• STATED GOAL:
Write out every one of the records below word for word, omitting the pictures.

(Items in a dataset)
▬▬▬▬▬▬▬▬▬▬

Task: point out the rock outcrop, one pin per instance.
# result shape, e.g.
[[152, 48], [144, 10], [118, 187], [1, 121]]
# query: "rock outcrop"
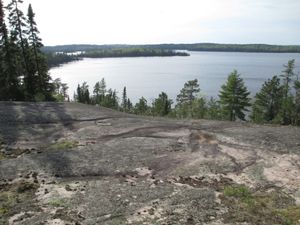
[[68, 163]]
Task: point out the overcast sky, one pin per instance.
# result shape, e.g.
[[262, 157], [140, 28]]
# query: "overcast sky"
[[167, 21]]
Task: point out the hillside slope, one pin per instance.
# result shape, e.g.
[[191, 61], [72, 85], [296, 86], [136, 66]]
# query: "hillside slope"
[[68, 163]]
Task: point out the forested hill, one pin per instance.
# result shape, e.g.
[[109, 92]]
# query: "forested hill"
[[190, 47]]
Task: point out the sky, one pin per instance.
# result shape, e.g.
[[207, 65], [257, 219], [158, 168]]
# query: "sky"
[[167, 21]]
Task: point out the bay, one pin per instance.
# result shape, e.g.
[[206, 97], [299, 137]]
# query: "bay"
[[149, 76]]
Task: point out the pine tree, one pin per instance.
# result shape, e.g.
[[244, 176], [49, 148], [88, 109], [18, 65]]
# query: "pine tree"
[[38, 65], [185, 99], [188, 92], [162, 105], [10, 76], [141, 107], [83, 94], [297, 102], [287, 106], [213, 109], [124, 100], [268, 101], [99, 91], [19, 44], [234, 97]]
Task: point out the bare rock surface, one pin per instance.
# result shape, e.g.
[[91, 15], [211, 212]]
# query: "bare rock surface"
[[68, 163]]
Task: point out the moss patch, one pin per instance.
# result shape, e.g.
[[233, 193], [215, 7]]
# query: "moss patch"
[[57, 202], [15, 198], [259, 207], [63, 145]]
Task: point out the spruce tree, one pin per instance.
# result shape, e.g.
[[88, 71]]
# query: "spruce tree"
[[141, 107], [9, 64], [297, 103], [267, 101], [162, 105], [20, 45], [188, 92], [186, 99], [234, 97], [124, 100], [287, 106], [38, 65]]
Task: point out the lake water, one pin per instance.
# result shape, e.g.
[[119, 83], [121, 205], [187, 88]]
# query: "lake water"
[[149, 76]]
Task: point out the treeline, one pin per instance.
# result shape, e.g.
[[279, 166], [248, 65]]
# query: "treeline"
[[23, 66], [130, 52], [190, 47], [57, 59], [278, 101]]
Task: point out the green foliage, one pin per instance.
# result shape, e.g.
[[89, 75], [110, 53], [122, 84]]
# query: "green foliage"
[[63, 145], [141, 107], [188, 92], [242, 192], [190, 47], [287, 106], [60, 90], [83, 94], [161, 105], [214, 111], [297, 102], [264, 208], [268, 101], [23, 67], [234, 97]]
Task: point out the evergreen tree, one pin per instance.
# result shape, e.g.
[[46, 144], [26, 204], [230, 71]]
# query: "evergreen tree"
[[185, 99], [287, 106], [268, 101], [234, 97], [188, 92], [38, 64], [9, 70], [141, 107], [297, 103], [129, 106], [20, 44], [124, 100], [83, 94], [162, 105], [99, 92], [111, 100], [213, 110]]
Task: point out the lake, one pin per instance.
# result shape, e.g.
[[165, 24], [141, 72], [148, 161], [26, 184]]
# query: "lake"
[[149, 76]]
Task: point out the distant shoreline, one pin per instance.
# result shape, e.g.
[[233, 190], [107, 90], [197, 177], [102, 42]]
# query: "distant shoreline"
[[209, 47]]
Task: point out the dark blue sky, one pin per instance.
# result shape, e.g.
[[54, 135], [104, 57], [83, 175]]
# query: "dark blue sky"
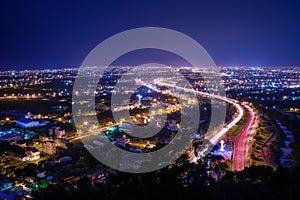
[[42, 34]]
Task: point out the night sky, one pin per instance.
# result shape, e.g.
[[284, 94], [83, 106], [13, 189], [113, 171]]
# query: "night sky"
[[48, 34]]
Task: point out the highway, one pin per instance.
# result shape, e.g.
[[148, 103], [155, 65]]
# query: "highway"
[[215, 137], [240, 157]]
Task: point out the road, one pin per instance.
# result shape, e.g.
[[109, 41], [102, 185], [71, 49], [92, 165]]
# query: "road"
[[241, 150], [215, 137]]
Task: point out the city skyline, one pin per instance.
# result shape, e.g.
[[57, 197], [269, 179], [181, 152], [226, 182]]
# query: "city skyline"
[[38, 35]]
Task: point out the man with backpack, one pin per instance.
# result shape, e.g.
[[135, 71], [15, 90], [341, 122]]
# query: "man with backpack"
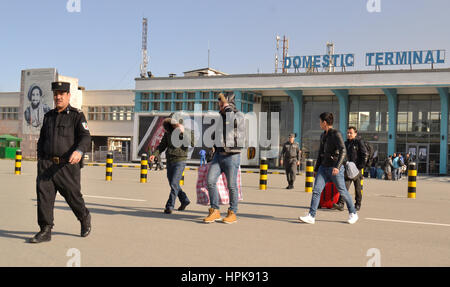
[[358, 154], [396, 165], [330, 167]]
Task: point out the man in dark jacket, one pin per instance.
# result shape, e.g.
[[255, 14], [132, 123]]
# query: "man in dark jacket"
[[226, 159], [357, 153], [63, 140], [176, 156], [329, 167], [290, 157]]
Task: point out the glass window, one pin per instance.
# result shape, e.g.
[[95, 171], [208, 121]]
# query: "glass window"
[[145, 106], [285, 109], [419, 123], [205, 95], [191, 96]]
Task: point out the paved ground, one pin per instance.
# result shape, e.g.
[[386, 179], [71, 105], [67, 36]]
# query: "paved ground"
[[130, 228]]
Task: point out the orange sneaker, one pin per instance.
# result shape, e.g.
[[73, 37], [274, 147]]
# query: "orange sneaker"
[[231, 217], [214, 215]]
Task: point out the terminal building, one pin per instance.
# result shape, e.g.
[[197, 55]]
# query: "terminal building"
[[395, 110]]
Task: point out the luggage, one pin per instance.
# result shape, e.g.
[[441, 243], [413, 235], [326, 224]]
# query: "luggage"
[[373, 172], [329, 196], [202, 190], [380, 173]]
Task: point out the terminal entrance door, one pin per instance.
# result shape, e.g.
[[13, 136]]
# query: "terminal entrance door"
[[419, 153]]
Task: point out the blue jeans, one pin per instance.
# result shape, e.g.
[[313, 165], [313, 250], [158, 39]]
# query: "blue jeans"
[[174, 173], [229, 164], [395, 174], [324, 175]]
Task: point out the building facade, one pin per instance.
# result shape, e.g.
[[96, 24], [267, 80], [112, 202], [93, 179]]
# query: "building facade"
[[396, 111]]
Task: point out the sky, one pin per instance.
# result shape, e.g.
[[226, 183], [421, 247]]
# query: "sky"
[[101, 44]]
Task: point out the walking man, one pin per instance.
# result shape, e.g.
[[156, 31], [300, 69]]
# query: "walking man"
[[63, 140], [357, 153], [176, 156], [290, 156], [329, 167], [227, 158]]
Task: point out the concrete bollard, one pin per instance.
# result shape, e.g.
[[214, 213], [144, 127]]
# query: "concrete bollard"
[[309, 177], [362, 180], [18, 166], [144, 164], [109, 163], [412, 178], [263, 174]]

▬▬▬▬▬▬▬▬▬▬

• COMPLETE RESPONSE:
Task: point out the rock outcrop, one pin per instance.
# result shape, e.g.
[[152, 48], [144, 10], [118, 187], [1, 121]]
# query: "rock outcrop"
[[68, 163]]
Task: point out the overcast sky, one pin per instance.
# result shape, e.g.
[[262, 157], [140, 28]]
# query: "overcast sky"
[[167, 21]]
Task: point out the hillside slope, one pin per instance.
# result shape, e.g.
[[191, 61], [72, 85], [296, 86], [136, 66]]
# query: "hillside slope"
[[68, 163]]
Task: point out the forested hill, one pin per instance.
# result shape, e.g.
[[109, 92]]
# query: "forested hill"
[[190, 47]]
Task: point out the sky, one pin per instance.
# result shape, e.g.
[[207, 65], [257, 219], [158, 168]]
# query: "sky"
[[167, 21]]
Task: point out the bay, one pin per instance.
# result shape, e.g.
[[206, 97], [299, 137]]
# query: "bay"
[[149, 76]]
Task: point out the pine tree, one pin per instance.
# result shape, e.g.
[[244, 176], [49, 148], [88, 109], [18, 65]]
# query: "pine tree"
[[38, 65], [185, 99], [188, 92], [162, 105], [10, 76], [141, 107], [83, 94], [297, 102], [287, 106], [213, 109], [124, 100], [268, 101], [99, 91], [19, 44], [234, 97]]
Task: point out the bare rock surface, one pin per instance.
# result shape, e.g.
[[91, 15], [211, 212]]
# query: "bare rock surface"
[[68, 163]]
Task: point out the moss patch, one pin per instance.
# result shape, e.g.
[[233, 193], [215, 7]]
# query: "moss patch"
[[57, 202], [15, 198], [259, 207], [63, 145]]
Task: point out the spruce tree, one pin per instance.
# result shape, e.g.
[[88, 71]]
# query: "spruce tree"
[[141, 107], [9, 64], [297, 103], [267, 101], [162, 105], [20, 45], [188, 92], [186, 99], [234, 97], [124, 100], [287, 106], [38, 65]]
Task: point out the lake water, one pin per instance.
# result shape, e.g.
[[119, 83], [121, 205], [187, 88]]
# query: "lake water"
[[149, 76]]
Task: point out the treeline, one pin per instance.
# result shape, e.g.
[[279, 166], [248, 65]]
# query: "treeline"
[[23, 66], [130, 52], [190, 47], [57, 59], [278, 101]]
Task: point out the green foliage, one pin per instance.
# result shape, e.g.
[[89, 75], [110, 53], [122, 84]]
# query: "green foliage"
[[63, 145], [141, 107], [188, 92], [242, 192], [190, 47], [287, 106], [60, 90], [83, 94], [161, 105], [214, 111], [297, 102], [264, 208], [268, 101], [23, 67], [234, 97]]
Task: point out the evergreen tree, one pin per instance.
# result shape, e.g.
[[46, 144], [26, 204], [230, 71]]
# query: "evergreen tree"
[[185, 99], [287, 106], [268, 101], [234, 97], [188, 92], [38, 64], [9, 70], [141, 107], [297, 103], [129, 106], [20, 44], [124, 100], [83, 94], [162, 105], [99, 92], [111, 100], [213, 110]]
Task: point out the lake, one pin per instance.
# result shape, e.g.
[[165, 24], [141, 72], [148, 161], [26, 184]]
# query: "lake"
[[149, 76]]
Task: point out the distant shoreline, one pin per instance.
# result shape, e.g.
[[233, 190], [107, 90], [197, 177], [102, 42]]
# query: "distant shoreline"
[[209, 47]]
Task: point out the dark blue sky, one pin per instance.
# result shape, e.g.
[[54, 135], [104, 57], [83, 175]]
# query: "dark blue sky"
[[42, 34]]
Task: point out the night sky, one pin per instance.
# result shape, e.g.
[[284, 94], [83, 106], [13, 189], [113, 171]]
# query: "night sky"
[[48, 34]]
Task: point out the highway, one pin per instance.
# result shape, e.g.
[[148, 103], [155, 65]]
# query: "highway"
[[215, 137], [240, 157]]
Task: point out the road, one pin per instance.
# result shape, e.g.
[[109, 41], [102, 185], [71, 49], [92, 165]]
# query: "road"
[[241, 150], [215, 137]]
Task: point out the city skyline, one pin per instance.
# result shape, e.g.
[[57, 197], [269, 179], [181, 152], [226, 182]]
# query: "city skyline"
[[38, 35]]
Task: point out the man with backpack, one pin per instance.
# result shape, e.g.
[[135, 71], [15, 90], [341, 122]]
# query: "man with backpack"
[[358, 154], [396, 165], [330, 167]]
Task: point out the man in dark jacket, one pin per instance.
# result shape, e.g.
[[255, 14], [132, 123]]
# query: "man in dark jacket"
[[226, 159], [357, 153], [63, 140], [176, 156], [329, 167], [290, 157]]
Task: point out the glass window, one pin per instance.
# result shape, e.g.
[[95, 171], [208, 121]]
# query: "glass window"
[[145, 106], [285, 109], [419, 123], [205, 95], [191, 96]]
Task: point out the paved ground, one pin per instance.
# result shape, e.g.
[[386, 179], [71, 105], [67, 36]]
# query: "paved ground"
[[130, 228]]
Task: point out the orange sneaker, one pin per instance.
# result shape, e.g.
[[73, 37], [274, 147]]
# query: "orange sneaker"
[[231, 217], [214, 215]]
Task: point out the terminal building, one pin per instance.
# result shape, e.g.
[[197, 55]]
# query: "terminal building"
[[395, 110]]
Task: point out the luggage, one pin per instance.
# result shape, e.g.
[[441, 243], [413, 235], [326, 224]]
# query: "luggage"
[[373, 172], [329, 196], [202, 190], [380, 173]]
Task: point out the terminal entrance door, one pin per instance.
# result shape, e.g.
[[13, 136]]
# query: "terminal entrance door"
[[419, 153]]
Task: point out the blue jeans, one pin per instance.
# result shape, e.g.
[[313, 165], [313, 250], [158, 39]]
# query: "blue jeans"
[[174, 173], [229, 164], [395, 174], [324, 175]]
Task: point out the building facade, one pin per instance.
# result shape, e.g.
[[96, 24], [267, 80], [112, 202], [93, 179]]
# query: "building facade"
[[396, 111]]
Task: point out the sky, one pin per instance.
# result shape, e.g.
[[226, 183], [421, 247]]
# query: "sky"
[[101, 44]]
Task: point out the walking man, one pin per instance.
# result shape, e.g.
[[156, 31], [300, 69]]
# query: "walking man"
[[63, 140], [357, 153], [176, 156], [290, 156], [329, 167], [227, 158]]
Task: point out the concrete bollard, one pin per instance.
# result shape, e.g.
[[214, 213], [144, 127]]
# query: "concrete bollard"
[[309, 177], [362, 180], [18, 166], [144, 164], [109, 163], [412, 178], [263, 174]]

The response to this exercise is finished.